Eventually, Marion goes to work as matron at the alternative school of Major Theodore Faithfull, a man his granddaughter Marianne will later describe as “the most horrible dirty old man you could imagine”. And Farrell sketches in the intriguing alternative education scene, whose players included such celebrities as A S Neill and Bertrand Russell. A few weeks after Marion, new teacher Morris Horovitch arrives. He is 25, attractive and humorous.

A year later, Marion takes a similar live-in position at another alternative school, Red Hill, and soon becomes a much-loved figure there. And again, Morris Horovitch is taken on as a teacher at the same school.

Evidence of their affair – beside, that is, their “illegitimate” offspring – remains in poems written by Marion, and quoted here – amateurish but touching. When she finds she is pregnant, the principal offers to keep her on, giving her a bigger room for herself and the baby. Horovitch goes away, and Marion and her mother cook up the story of Farrell’s father, which will in time be fed to him. Red Hill will be young Peter’s home for many years.

This is a deeply humane account. At the same time as it’s a loving, respectful portrait of his mother (to whom it is dedicated), it refuses to condemn his father. What drives Farrell is the longing to connect. He astutely avoids sentimentality and judgement.

§ **What the task requires**
Copy the review from "A year later, Marion" up to and including "for many years.", swapping "principal" for "headmaster".

§ **Excerpted data**
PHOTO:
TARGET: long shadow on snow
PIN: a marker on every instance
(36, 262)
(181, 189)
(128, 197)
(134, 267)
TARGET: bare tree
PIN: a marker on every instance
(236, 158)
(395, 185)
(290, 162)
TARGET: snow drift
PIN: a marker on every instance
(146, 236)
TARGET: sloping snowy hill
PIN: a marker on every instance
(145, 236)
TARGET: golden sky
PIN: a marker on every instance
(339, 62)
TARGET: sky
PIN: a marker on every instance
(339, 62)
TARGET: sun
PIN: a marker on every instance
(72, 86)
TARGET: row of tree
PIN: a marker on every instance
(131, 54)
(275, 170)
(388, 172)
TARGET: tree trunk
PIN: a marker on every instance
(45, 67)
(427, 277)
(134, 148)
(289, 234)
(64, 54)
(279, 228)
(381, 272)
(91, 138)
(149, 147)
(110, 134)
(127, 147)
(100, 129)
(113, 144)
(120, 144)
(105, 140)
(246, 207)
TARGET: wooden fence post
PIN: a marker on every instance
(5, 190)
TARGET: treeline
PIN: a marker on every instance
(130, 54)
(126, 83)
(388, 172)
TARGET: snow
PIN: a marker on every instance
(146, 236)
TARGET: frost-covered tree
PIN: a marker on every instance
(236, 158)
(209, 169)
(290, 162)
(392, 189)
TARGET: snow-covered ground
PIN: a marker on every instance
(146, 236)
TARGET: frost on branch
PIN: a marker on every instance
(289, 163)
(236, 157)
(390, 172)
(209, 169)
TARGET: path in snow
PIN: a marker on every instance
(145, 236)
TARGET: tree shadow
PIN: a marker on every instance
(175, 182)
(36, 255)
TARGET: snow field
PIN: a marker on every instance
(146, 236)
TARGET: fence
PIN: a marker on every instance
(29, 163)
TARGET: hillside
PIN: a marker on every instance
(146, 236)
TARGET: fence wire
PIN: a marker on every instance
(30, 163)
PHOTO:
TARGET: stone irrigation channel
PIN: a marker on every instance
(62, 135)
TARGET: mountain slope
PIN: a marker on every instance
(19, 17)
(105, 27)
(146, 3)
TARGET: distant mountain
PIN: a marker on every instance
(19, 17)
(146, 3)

§ **Correct response**
A year later, Marion takes a similar live-in position at another alternative school, Red Hill, and soon becomes a much-loved figure there. And again, Morris Horovitch is taken on as a teacher at the same school.

Evidence of their affair – beside, that is, their “illegitimate” offspring – remains in poems written by Marion, and quoted here – amateurish but touching. When she finds she is pregnant, the headmaster offers to keep her on, giving her a bigger room for herself and the baby. Horovitch goes away, and Marion and her mother cook up the story of Farrell’s father, which will in time be fed to him. Red Hill will be young Peter’s home for many years.